→ **PAGE EXCERPT**:

☆ ☆ ☆ ☆ ☆

These metrics tell us we should probably think of the exponential growth starting around 1999.

Let's plot our fit against the data.

First in semilog



In [17]:

    
plt.semilogy(start_years, yearly_totals, label='data')
plt.semilogy(start_years, np.exp(slopes[np.argmax(rvalues)]*start_years
                                 + intercepts[np.argmax(rvalues)]), label='fit')
plt.legend()









    Out[17]:





<matplotlib.legend.Legend at 0x7f877d23f5f8>

Then normally.



In [18]:

    
plt.plot(start_years, yearly_totals, label='data')
plt.plot(start_years, np.exp(slopes[np.argmax(rvalues)]*start_years
                             + intercepts[np.argmax(rvalues)]), label='fit')
plt.legend(loc=2)









    Out[18]:





<matplotlib.legend.Legend at 0x7f877d0ef7f0>

The fits certainly look decent to the eye!

Monthly fluctuations

Now we would like to know how the month-to-month fluctuations within a year function. One way to model these fluctuations is to assume that the relative productivities of different months within a year is roughly constant across all years. Let's calculate the fraction of yearly output for each month (going up through June 2016, since we don't have a yearly total for July 2016 through June 2017).



In [19]:

    
monthly_fracs = data['submissions'][:12*len(yearly_totals)].reshape((-1, 12)).T / yearly_totals



In [20]:

    
monthly_fracs.shape









    Out[20]:





(12, 25)



In [21]:

    
fig = plt.figure()
ax = fig.add_subplot(1, 1, 1)
ax.scatter(np.repeat(list(range(12)), 25), monthly_fracs.reshape(-1))

☆ ☆ ☆ ☆ ☆

→ **LISTED ENTRIES**:
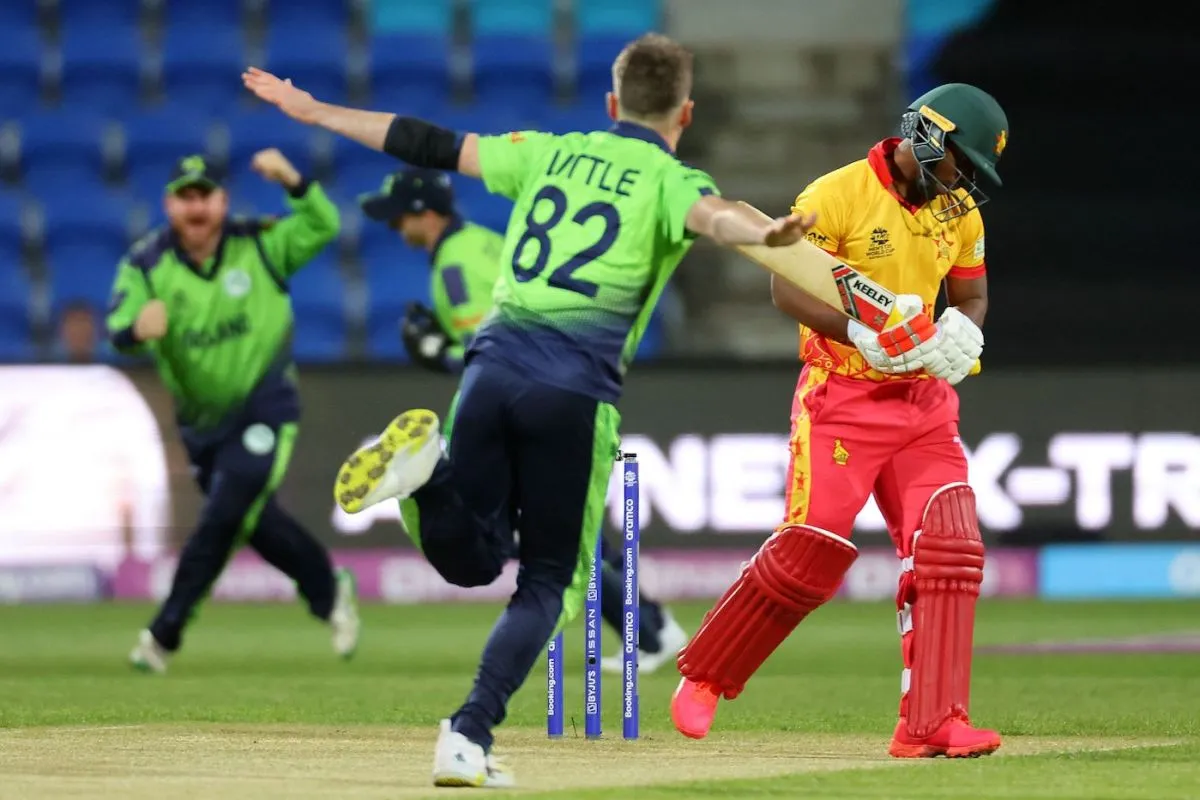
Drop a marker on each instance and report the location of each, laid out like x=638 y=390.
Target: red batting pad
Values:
x=796 y=570
x=948 y=569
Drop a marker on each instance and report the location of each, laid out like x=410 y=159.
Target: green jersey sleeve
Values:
x=509 y=161
x=295 y=240
x=466 y=266
x=682 y=186
x=131 y=292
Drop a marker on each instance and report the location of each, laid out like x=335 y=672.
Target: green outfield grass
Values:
x=257 y=707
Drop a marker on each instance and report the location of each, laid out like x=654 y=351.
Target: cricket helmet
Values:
x=971 y=121
x=409 y=191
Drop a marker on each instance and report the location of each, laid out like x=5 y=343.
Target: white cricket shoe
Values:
x=345 y=617
x=394 y=465
x=459 y=762
x=149 y=655
x=672 y=637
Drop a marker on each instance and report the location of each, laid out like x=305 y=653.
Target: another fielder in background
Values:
x=876 y=413
x=601 y=221
x=465 y=259
x=207 y=298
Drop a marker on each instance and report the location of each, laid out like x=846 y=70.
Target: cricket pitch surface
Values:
x=299 y=762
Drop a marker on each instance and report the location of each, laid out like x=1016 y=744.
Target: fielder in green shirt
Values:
x=207 y=298
x=599 y=223
x=465 y=262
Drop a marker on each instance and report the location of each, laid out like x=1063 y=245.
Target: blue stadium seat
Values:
x=261 y=128
x=82 y=271
x=99 y=13
x=312 y=56
x=318 y=301
x=101 y=65
x=358 y=168
x=409 y=73
x=533 y=18
x=475 y=203
x=157 y=138
x=90 y=216
x=252 y=196
x=379 y=241
x=628 y=18
x=61 y=149
x=425 y=18
x=202 y=66
x=514 y=72
x=331 y=14
x=15 y=302
x=587 y=115
x=479 y=118
x=19 y=14
x=202 y=13
x=594 y=58
x=395 y=276
x=11 y=233
x=358 y=178
x=85 y=235
x=21 y=66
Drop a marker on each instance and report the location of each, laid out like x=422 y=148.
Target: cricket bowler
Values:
x=465 y=262
x=207 y=298
x=600 y=222
x=877 y=413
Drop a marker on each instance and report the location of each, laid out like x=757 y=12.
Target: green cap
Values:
x=195 y=170
x=973 y=121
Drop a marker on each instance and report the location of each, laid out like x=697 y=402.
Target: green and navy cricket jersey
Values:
x=599 y=226
x=466 y=263
x=229 y=319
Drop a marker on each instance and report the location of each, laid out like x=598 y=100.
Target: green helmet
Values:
x=971 y=121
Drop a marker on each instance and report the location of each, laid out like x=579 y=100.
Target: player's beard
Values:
x=198 y=233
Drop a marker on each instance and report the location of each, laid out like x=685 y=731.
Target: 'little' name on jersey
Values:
x=568 y=164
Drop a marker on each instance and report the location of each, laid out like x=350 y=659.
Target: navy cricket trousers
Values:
x=538 y=453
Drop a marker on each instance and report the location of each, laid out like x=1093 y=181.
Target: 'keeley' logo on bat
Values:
x=863 y=299
x=858 y=286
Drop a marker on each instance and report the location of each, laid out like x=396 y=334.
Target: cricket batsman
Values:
x=877 y=413
x=465 y=262
x=600 y=222
x=207 y=298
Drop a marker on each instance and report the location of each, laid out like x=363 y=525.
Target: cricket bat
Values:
x=828 y=280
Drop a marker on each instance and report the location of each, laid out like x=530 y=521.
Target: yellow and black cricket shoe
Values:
x=394 y=465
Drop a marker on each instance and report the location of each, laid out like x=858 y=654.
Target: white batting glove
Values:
x=959 y=343
x=903 y=346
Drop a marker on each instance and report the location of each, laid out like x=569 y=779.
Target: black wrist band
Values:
x=300 y=188
x=421 y=144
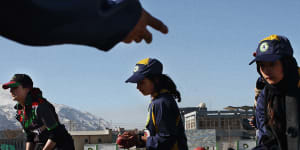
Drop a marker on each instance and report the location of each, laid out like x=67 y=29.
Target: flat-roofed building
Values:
x=91 y=137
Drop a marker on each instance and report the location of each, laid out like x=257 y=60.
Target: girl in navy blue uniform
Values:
x=164 y=123
x=279 y=71
x=37 y=117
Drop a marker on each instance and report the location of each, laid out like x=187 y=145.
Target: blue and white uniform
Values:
x=165 y=125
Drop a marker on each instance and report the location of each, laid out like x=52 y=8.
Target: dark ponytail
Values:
x=162 y=81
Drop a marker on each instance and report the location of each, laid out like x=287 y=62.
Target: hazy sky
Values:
x=206 y=53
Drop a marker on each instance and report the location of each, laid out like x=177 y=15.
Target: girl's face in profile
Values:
x=19 y=93
x=272 y=72
x=145 y=86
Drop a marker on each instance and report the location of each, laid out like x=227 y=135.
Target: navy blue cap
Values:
x=148 y=66
x=273 y=48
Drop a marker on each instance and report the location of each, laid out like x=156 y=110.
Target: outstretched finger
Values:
x=147 y=36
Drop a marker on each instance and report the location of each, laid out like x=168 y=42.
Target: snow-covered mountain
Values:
x=73 y=119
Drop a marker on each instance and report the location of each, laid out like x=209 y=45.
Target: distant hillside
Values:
x=72 y=118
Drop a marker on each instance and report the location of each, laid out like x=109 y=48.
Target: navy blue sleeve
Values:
x=165 y=120
x=29 y=136
x=96 y=23
x=260 y=115
x=48 y=116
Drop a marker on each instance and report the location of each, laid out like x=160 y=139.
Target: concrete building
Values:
x=91 y=137
x=12 y=139
x=229 y=126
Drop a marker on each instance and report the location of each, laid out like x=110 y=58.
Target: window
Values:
x=86 y=141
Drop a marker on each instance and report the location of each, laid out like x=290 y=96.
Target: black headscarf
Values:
x=275 y=116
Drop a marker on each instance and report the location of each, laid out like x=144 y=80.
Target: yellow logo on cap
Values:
x=271 y=37
x=264 y=47
x=136 y=68
x=144 y=61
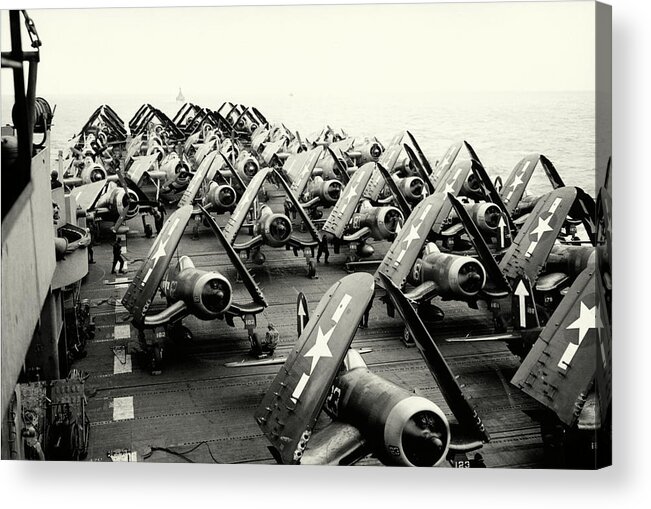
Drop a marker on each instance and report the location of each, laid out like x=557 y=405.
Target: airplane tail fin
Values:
x=525 y=314
x=473 y=430
x=251 y=286
x=496 y=278
x=401 y=201
x=551 y=172
x=420 y=169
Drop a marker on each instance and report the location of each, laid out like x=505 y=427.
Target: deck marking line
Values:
x=122 y=332
x=121 y=364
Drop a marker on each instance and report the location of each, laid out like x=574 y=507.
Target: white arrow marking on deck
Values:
x=522 y=293
x=588 y=319
x=501 y=225
x=302 y=314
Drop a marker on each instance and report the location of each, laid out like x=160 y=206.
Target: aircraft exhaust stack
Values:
x=206 y=294
x=92 y=172
x=275 y=228
x=455 y=276
x=383 y=221
x=221 y=198
x=471 y=187
x=408 y=430
x=328 y=191
x=412 y=188
x=486 y=216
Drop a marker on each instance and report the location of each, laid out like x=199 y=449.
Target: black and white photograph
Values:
x=363 y=235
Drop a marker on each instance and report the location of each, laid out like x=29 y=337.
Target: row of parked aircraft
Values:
x=539 y=264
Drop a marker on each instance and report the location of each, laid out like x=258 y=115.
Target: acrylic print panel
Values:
x=388 y=246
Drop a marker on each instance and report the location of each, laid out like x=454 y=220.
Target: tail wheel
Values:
x=256 y=347
x=406 y=337
x=181 y=334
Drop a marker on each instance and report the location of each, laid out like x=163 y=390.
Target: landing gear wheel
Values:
x=311 y=269
x=74 y=442
x=156 y=359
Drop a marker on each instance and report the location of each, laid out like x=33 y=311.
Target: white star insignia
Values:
x=588 y=319
x=320 y=348
x=543 y=226
x=516 y=182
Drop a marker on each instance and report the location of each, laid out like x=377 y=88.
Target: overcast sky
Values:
x=314 y=49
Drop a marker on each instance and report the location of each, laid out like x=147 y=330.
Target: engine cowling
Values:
x=455 y=276
x=173 y=167
x=220 y=197
x=248 y=166
x=404 y=429
x=92 y=172
x=328 y=191
x=128 y=200
x=275 y=228
x=471 y=187
x=207 y=294
x=383 y=221
x=366 y=153
x=413 y=188
x=570 y=260
x=486 y=216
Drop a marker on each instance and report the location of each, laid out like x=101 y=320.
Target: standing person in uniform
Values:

☆ ☆ ☆ ☆ ☆

→ **SET PROBLEM 1**:
Could you write out the entries again, everything from the line containing "like x=52 y=8." down to the line containing "x=302 y=314", including both of those lines and the requests, but with every coordinate in the answers shifted up by 47? Leave the coordinates in the requests and their sample formats unchanged, and omit the pictures.
→ **SET PROBLEM 2**:
Can you resume the notebook excerpt on submission growth and monthly fluctuations from the point where it ends?

→ **WRITTEN RESPONSE 1**:
Drop a marker on each instance and report the location of each, laid out like x=52 y=8.
Target: dark ponytail
Values:
x=209 y=128
Drop a marker on each instance and report the location of each, laid out like x=287 y=62.
Target: hazy sky
Values:
x=253 y=100
Drop a marker on each instance and report the location of each, laid out like x=177 y=15.
Target: girl's face in profile
Values:
x=66 y=140
x=319 y=119
x=192 y=133
Drop a marker on each instance and report the location of each, laid out like x=227 y=135.
Target: navy blue cap
Values:
x=195 y=113
x=320 y=95
Drop a marker on each instance and report the location of each, laid out like x=156 y=110.
Target: outstretched finger
Values:
x=194 y=83
Drop a marker on each instance and report the location of each, laid out like x=168 y=42.
Target: snow-covered mountain
Values:
x=120 y=166
Drop a marker on each instance and report the location of each, laid out like x=209 y=45.
Target: distant hillside
Values:
x=119 y=165
Drop a marker on each instance and report the location of each, laid out like x=109 y=48.
Target: navy blue sleeve
Values:
x=212 y=167
x=76 y=183
x=143 y=70
x=307 y=162
x=95 y=163
Drop a marker on each instance and report the location of each, laid out like x=160 y=139.
Target: concrete building
Values:
x=138 y=184
x=59 y=186
x=276 y=173
Drop a marker on each instance and report the location of each, laid out like x=110 y=58.
Target: window
Values:
x=133 y=188
Drop a marker on each instance and report the location of each, laid out like x=290 y=96.
Target: black headscarf
Values:
x=322 y=163
Drop a marker on each instance and report the location of each, laid out like x=144 y=80.
Target: yellow logo on cap
Values:
x=318 y=84
x=311 y=94
x=183 y=115
x=191 y=108
Drop a marker on each instance and report the location of each, laid out like x=557 y=405.
Target: airplane tail fin
Values:
x=572 y=361
x=520 y=477
x=298 y=333
x=543 y=325
x=448 y=248
x=598 y=219
x=467 y=216
Drop a marker on each instance and report the location of each, laid out like x=505 y=427.
Target: deck marking line
Values:
x=169 y=379
x=168 y=411
Drop a marker on each instance and report the location of each, laid out like x=574 y=507.
Target: white arrow marking on deck
Values:
x=569 y=340
x=635 y=366
x=548 y=272
x=349 y=361

→ **WRITTEN RESPONSE 2**:
ax.fill_between(list(range(12)), np.percentile(monthly_fracs, 25, axis=1),
                np.percentile(monthly_fracs, 75, axis=1), alpha=0.5)
ax.plot(list(range(12)), np.median(monthly_fracs, axis=1))
ax.set_xticks(list(range(12)))
ax.set_xticklabels(month_names[6:] + month_names[:6])
ax.set_xlim(-0.5, 11.5)









    Out[21]:





(-0.5, 11.5)

It looks like we have some significant oscillations from month-to-month as measured by the width of the inner quartiles (shaded region), as well as some outliers. The median is plotted as the solid blue line.

Let's see how well combining the median and inner quartile region for the monthly fractions with our yearly exponential fit matches the data.



In [22]:

    
modeled_start_years = np.array([1991 + n for n in range(len(yearly_totals) + 1)])
modeled_yearly_totals = np.exp(slopes[np.argmax(rvalues)]*modeled_start_years
                               + intercepts[np.argmax(rvalues)])



In [23]:

    
monthly_fracs_quartiles = np.percentile(monthly_fracs, [25, 50, 75], axis=1)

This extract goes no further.